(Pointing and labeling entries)

——————————

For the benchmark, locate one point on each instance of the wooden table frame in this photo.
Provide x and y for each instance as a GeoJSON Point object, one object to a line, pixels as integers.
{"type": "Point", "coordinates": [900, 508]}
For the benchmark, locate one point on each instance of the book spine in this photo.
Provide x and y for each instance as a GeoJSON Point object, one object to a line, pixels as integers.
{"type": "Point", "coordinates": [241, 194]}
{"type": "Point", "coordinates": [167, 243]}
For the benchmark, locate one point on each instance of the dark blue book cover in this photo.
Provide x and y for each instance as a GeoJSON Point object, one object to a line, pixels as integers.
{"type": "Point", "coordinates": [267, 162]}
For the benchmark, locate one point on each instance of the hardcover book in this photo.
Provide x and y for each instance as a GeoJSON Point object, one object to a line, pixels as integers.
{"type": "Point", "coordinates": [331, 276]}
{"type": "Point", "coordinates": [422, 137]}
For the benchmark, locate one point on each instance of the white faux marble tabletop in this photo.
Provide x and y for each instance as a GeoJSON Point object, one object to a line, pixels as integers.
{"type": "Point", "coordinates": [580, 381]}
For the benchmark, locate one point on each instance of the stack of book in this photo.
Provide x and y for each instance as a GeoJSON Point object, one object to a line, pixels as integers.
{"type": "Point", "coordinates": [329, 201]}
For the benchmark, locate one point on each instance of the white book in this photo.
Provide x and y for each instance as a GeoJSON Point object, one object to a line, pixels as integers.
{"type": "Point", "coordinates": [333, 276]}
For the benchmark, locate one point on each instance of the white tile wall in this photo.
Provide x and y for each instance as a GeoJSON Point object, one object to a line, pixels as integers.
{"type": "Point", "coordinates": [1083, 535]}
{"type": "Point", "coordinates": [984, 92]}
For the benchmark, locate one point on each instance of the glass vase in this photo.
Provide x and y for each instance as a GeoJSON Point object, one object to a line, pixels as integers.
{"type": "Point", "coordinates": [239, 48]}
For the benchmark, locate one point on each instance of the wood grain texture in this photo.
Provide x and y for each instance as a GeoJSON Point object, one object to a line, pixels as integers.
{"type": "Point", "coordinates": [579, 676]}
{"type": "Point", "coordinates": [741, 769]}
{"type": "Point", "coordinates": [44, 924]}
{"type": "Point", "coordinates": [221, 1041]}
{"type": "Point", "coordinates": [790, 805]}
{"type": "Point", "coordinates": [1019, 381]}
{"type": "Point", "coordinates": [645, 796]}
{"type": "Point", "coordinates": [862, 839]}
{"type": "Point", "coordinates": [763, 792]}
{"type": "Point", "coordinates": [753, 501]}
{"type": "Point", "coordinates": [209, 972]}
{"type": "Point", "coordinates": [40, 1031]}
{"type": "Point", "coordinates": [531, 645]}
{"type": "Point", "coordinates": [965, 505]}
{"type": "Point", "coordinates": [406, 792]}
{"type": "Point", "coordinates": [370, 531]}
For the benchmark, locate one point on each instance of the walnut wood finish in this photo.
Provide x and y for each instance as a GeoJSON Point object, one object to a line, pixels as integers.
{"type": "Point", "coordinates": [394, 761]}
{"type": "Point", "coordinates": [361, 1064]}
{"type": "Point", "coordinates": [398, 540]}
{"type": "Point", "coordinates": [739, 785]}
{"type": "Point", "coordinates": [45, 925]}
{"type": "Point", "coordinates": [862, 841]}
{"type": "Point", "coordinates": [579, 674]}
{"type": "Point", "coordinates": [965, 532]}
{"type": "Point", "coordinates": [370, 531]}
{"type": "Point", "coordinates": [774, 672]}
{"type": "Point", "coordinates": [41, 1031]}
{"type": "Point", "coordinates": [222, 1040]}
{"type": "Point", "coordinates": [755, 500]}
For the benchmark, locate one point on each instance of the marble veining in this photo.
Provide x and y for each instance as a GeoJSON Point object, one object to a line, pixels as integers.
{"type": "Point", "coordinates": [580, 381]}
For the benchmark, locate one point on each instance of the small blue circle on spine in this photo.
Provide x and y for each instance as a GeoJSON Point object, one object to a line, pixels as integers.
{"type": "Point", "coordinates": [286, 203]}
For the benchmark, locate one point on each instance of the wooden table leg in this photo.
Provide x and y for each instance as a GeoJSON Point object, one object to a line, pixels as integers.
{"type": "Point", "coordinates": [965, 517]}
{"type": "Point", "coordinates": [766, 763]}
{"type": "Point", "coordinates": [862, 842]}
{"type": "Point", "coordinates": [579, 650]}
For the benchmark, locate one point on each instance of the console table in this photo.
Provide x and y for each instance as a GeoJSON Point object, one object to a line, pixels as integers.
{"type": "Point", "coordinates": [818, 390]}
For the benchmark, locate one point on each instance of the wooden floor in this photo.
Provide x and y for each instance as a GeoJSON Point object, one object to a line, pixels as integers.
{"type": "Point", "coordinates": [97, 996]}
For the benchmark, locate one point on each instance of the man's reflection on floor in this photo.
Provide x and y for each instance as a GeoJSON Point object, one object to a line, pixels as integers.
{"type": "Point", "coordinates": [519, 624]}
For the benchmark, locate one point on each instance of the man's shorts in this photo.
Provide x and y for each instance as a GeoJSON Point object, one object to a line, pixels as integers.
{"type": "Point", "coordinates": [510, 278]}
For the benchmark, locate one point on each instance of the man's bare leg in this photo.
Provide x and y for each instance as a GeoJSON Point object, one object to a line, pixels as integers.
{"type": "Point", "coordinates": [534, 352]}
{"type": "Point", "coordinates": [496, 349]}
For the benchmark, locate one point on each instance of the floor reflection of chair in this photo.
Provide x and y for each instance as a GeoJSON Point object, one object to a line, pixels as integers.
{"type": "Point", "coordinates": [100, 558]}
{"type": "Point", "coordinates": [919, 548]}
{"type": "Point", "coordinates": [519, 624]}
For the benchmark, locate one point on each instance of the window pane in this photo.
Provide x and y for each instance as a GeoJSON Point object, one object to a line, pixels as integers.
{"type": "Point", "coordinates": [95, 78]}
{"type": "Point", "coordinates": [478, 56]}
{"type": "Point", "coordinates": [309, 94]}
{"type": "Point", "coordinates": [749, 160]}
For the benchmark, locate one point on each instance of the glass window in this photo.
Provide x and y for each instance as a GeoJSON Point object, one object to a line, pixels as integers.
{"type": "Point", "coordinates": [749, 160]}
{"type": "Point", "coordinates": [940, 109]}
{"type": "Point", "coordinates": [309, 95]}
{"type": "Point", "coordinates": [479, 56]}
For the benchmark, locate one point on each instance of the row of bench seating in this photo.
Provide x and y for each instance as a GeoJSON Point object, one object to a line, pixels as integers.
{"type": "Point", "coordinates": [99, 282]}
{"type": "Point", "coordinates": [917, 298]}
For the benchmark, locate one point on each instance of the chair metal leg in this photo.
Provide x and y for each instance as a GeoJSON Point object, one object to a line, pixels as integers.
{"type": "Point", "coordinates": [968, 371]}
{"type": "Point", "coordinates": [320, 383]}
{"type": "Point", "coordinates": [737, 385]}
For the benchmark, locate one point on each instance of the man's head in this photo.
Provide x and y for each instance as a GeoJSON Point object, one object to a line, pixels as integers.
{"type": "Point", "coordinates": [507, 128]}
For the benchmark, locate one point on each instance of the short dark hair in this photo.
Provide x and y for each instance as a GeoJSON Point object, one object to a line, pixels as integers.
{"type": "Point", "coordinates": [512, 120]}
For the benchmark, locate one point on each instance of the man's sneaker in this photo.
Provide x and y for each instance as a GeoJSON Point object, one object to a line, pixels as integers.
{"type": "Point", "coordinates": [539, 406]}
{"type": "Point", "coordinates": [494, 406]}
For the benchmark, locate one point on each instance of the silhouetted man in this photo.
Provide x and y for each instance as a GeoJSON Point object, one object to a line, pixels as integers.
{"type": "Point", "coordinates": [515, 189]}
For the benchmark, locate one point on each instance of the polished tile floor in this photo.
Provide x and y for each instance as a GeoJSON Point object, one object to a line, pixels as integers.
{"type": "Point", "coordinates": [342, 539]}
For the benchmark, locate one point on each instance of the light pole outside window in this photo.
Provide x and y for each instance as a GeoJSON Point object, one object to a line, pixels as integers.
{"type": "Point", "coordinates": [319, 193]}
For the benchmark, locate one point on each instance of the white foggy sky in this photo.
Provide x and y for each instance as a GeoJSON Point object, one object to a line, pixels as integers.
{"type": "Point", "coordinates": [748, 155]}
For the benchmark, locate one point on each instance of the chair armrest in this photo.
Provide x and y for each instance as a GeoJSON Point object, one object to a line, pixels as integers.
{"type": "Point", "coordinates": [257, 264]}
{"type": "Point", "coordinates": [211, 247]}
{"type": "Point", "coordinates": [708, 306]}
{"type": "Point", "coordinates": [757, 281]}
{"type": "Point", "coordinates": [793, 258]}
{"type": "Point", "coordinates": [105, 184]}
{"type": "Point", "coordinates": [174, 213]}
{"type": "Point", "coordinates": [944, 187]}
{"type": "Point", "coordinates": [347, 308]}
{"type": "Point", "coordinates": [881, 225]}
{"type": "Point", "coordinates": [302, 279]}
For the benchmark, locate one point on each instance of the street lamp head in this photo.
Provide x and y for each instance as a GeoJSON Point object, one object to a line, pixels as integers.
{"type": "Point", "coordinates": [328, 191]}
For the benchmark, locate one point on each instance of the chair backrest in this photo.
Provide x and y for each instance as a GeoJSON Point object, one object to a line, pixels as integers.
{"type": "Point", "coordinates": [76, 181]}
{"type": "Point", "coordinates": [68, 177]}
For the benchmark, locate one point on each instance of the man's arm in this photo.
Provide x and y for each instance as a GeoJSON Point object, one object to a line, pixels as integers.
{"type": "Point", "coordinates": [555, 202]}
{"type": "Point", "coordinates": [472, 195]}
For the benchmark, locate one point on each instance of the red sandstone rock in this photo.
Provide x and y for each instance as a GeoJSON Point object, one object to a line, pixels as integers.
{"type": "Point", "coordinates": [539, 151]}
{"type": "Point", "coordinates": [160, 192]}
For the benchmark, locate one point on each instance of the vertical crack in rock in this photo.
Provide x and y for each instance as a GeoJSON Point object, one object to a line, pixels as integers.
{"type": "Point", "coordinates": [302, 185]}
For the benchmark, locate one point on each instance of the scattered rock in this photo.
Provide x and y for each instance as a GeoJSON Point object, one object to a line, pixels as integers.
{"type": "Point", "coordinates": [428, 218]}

——————————

**Written task**
Add 39 to each coordinate in the answers and rewrite the lines from the one containing "arm in this photo." through the last line, keeping the requests as they are.

**Solution below**
For the benchmark, locate one point on each instance of the man's arm in this photo.
Provide x and y for each instance as a GeoJSON Point object, one object to a line, pixels as integers.
{"type": "Point", "coordinates": [594, 241]}
{"type": "Point", "coordinates": [511, 234]}
For the benchmark, locate one point on each instance of the red sandstone rock in this photo.
Provide x and y for each instance as a GeoJSON Point object, one object to a line, pixels as integers.
{"type": "Point", "coordinates": [578, 190]}
{"type": "Point", "coordinates": [199, 231]}
For the benchmark, locate one point on each instance of the vertical crack in rock in this photo.
Provide x and y for each instance as a GeoJSON Point object, one object to a line, pixels as integers.
{"type": "Point", "coordinates": [341, 224]}
For the benchmark, locate one point on each instance of the scattered rock in this photo.
Provide x and y for each instance as a GeoJSON Point object, one object to a line, pixels as integers.
{"type": "Point", "coordinates": [467, 257]}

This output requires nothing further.